What is required: Copy out every line below that contains the string "child". Match it case-sensitively.

Material for the task:
★ ★ ★ ★ ★ ★ ★
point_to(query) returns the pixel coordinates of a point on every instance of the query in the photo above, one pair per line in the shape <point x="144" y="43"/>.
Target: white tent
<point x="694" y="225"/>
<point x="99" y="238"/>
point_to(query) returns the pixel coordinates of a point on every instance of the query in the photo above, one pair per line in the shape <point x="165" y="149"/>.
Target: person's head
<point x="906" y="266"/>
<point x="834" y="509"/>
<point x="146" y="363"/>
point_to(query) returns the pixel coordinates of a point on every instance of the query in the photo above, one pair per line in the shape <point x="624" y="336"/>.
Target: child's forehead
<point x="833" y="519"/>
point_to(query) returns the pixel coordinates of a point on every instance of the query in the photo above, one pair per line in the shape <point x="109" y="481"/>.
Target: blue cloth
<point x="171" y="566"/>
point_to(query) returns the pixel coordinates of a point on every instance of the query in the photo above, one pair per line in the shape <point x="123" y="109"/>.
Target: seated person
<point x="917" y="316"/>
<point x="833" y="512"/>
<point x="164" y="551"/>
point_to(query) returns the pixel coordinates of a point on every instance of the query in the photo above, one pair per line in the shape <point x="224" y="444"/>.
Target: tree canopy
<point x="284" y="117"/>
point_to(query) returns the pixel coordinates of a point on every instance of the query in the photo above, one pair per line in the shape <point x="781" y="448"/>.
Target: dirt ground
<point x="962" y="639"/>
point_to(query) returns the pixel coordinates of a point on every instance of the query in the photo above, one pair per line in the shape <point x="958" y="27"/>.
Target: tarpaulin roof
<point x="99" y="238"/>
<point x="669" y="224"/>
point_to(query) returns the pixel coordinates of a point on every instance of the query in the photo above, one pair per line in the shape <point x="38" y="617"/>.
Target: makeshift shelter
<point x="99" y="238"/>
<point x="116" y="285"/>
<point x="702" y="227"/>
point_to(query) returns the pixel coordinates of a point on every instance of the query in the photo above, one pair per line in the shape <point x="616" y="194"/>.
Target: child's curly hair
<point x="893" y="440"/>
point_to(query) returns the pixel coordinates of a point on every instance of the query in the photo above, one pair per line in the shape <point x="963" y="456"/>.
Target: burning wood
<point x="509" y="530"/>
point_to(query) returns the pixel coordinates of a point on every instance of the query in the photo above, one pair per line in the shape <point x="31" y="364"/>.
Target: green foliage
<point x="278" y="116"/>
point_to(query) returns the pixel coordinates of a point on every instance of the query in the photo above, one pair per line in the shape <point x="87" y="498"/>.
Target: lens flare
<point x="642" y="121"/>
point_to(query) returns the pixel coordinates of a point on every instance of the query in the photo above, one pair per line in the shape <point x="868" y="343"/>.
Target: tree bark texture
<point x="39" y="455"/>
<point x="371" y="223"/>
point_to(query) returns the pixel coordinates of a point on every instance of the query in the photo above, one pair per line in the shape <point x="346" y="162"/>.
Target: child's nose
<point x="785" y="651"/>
★ ★ ★ ★ ★ ★ ★
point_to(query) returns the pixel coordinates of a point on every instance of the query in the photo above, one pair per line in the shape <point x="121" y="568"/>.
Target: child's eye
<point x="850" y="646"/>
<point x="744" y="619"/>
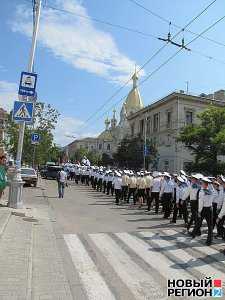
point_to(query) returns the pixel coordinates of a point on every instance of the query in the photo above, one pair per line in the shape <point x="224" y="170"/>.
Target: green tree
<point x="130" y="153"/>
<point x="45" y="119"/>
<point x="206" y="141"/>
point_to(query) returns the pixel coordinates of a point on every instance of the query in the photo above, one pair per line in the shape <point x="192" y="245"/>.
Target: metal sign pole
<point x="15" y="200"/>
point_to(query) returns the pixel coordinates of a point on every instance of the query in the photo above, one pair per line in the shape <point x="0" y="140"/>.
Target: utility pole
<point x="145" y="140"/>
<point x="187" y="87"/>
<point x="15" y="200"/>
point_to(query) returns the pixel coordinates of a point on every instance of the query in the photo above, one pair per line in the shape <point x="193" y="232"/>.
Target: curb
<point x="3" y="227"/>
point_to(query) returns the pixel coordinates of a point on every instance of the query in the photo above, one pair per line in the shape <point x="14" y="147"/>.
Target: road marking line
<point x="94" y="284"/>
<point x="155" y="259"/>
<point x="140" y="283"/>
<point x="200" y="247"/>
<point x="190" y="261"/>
★ ★ ★ ★ ★ ★ ★
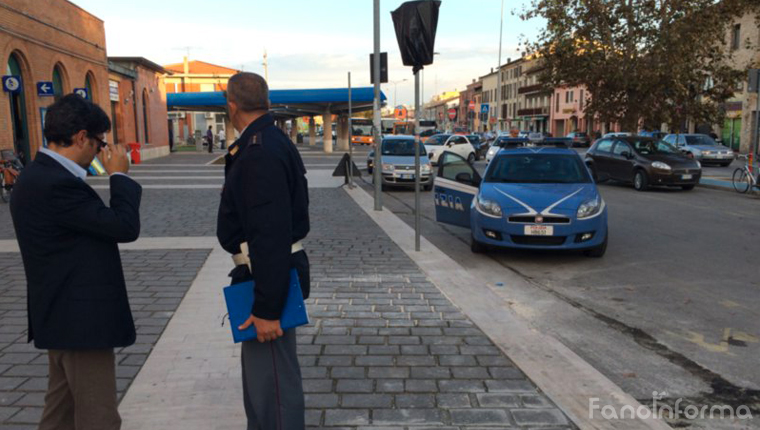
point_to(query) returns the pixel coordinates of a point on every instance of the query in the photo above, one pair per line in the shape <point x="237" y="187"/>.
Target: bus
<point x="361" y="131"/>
★ ★ ★ ★ ★ ★ ★
Written response:
Target: child's forehead
Target: child's curly hair
Target: child's nose
Target: child's eye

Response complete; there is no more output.